In the Path2PPI
package vignette, section 2.1., the list of proteins associated with the pathway of interest (i.e. "autophagy induction") for yeast and human are provided in two named character vectors “yeast.ai.proteins” and "human.ai.proteins”.
I found the detail for how one could do this for the organism/pathway of their choosing rather lacking - it would be nice to have some more detail as to how one could implement this themselves.
1) How does one find the proteins which are associated with a pathway of interest for reference species? I thought that one could find this information from the BioCyc Pathway Database Collection but when I type "autophagy induction" in the search bar I get no results. Where did the package developer get this information? I assume once you had either the HGNC gene symbol and/or protein identifier (e.g. Uniprot, Ensembl, SwissProt) you could easily use BiomaRt to get the other information and put it into a character vector like so:
> head(human.ai.proteins) P42345 O75385 Q8IYT8 Q6PHR2 O75143 "MTOR" "ULK1" "ULK2" "ULK3" "ATG13"
2) The next step the vignette states that "these protein of interest are applied to find relevant interaction in the corresponding species iRefIndex file...only a very small part of the iRefIndex file for yeast and human are provided which contain the relevant interaction necessary for this tutorial" (e.g. “human.ai.irefindex” and “yeast.ai.irefindex”). Once again, I'm left scratching my head as to how one would do this? I didn't download the entire iRefIndex file to look at it yet but perhaps one can use dpylr
's inner_join()
to query? (e.g. pseudo-code example):
>library(dplyr) >p <- head(human.ai.proteins) >human.ai.proteins <- as.data.frame(p) >names(human.ai.proteins) <- "Gene_symbol" >human.ai.irefindex <- iRefIndex %>% inner_join(human.ai.proteins, by="Gene_symbol")
Your help would be greatly appreciated

■ WORK ORDER:
In the Path2PPI forum post above, which database did the poster search for "autophagy induction" without getting any results?

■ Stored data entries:

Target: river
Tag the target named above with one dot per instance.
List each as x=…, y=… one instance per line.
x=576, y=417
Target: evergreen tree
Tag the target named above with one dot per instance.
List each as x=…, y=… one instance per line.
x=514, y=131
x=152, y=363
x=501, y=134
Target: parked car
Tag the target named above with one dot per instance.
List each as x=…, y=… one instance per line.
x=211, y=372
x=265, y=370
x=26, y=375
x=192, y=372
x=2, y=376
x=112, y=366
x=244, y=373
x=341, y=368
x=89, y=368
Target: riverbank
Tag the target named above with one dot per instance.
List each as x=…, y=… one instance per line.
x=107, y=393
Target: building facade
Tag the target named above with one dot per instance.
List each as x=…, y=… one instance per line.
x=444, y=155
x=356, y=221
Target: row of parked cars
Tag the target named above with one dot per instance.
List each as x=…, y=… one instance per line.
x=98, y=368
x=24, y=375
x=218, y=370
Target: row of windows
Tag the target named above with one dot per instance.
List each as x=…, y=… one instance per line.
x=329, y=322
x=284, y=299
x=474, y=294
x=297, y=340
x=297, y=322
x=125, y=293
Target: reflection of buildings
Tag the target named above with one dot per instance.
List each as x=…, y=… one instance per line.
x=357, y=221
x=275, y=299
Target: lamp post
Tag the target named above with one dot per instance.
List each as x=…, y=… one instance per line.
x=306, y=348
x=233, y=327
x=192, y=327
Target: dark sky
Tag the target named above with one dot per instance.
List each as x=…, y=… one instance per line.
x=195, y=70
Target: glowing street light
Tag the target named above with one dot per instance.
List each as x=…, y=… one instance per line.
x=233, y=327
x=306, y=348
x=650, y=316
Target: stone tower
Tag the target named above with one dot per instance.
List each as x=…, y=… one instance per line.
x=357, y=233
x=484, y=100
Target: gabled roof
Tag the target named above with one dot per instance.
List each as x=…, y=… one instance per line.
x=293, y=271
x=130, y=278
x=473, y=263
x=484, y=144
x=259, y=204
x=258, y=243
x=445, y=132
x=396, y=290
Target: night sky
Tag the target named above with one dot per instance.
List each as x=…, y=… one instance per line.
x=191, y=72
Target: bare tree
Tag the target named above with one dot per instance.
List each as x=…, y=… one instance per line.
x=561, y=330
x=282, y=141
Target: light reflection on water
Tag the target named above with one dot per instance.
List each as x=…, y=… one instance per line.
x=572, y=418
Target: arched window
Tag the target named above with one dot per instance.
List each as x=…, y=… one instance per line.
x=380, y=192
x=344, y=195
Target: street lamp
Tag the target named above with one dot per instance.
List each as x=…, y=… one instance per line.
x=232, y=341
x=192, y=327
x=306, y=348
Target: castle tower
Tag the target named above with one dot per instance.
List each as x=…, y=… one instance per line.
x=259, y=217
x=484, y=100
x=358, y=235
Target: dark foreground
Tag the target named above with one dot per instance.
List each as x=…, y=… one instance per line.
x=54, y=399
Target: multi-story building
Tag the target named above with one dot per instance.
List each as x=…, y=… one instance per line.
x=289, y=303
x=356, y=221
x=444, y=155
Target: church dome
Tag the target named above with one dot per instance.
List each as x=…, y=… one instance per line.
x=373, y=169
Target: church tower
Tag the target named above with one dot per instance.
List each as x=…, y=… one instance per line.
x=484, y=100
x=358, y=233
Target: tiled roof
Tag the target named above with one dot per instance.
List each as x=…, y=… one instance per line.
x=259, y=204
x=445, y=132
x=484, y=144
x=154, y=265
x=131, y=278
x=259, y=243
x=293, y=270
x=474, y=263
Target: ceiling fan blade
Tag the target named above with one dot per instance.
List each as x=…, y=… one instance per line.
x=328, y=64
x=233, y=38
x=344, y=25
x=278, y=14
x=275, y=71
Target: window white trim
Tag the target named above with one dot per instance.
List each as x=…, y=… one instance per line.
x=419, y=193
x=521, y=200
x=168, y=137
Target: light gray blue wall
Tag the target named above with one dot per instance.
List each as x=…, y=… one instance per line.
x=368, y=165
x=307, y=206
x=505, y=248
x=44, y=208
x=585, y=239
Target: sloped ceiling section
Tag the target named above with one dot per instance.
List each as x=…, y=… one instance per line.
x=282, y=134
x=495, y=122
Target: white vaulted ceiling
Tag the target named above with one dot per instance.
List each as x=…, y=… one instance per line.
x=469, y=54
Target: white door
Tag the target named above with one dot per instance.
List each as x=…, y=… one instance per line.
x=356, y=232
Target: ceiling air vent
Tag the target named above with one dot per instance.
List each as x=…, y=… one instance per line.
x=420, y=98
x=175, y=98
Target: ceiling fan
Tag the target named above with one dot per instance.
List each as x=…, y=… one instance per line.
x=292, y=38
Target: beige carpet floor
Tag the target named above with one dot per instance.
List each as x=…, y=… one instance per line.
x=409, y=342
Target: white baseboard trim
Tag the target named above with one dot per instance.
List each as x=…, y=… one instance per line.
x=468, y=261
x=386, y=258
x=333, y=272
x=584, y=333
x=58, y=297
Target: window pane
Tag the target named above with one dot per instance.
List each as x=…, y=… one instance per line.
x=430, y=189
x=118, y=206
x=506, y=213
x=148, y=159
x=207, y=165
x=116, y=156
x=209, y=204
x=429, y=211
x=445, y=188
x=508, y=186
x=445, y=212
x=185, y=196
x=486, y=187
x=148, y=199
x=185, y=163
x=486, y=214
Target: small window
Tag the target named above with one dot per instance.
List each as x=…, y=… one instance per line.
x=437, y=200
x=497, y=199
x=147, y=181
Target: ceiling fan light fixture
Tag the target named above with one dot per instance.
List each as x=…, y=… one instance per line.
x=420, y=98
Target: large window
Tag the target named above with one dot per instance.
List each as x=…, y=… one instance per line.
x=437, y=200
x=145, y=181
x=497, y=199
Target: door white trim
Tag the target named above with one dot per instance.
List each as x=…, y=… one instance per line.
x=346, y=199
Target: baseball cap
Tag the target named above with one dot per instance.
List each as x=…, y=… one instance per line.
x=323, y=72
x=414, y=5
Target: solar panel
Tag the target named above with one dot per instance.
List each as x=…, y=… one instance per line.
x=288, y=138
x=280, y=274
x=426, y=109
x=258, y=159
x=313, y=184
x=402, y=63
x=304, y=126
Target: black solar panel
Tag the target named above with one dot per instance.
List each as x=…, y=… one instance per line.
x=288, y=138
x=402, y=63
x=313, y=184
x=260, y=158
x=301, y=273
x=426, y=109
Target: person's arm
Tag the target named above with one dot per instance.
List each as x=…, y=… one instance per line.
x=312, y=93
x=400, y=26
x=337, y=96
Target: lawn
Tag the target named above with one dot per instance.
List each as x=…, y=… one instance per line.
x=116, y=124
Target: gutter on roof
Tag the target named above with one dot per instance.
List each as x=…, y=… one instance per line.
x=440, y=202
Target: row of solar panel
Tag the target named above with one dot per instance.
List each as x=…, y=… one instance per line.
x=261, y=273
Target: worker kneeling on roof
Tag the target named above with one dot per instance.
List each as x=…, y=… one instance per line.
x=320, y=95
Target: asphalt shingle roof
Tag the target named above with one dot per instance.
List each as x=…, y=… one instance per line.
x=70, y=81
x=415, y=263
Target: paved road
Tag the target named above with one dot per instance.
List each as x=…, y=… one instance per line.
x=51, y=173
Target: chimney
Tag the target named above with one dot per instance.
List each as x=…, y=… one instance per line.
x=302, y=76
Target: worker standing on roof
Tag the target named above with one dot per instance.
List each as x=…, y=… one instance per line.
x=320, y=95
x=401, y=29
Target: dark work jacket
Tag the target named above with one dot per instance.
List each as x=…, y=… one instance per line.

■ REPLY:
The BioCyc Pathway Database Collection.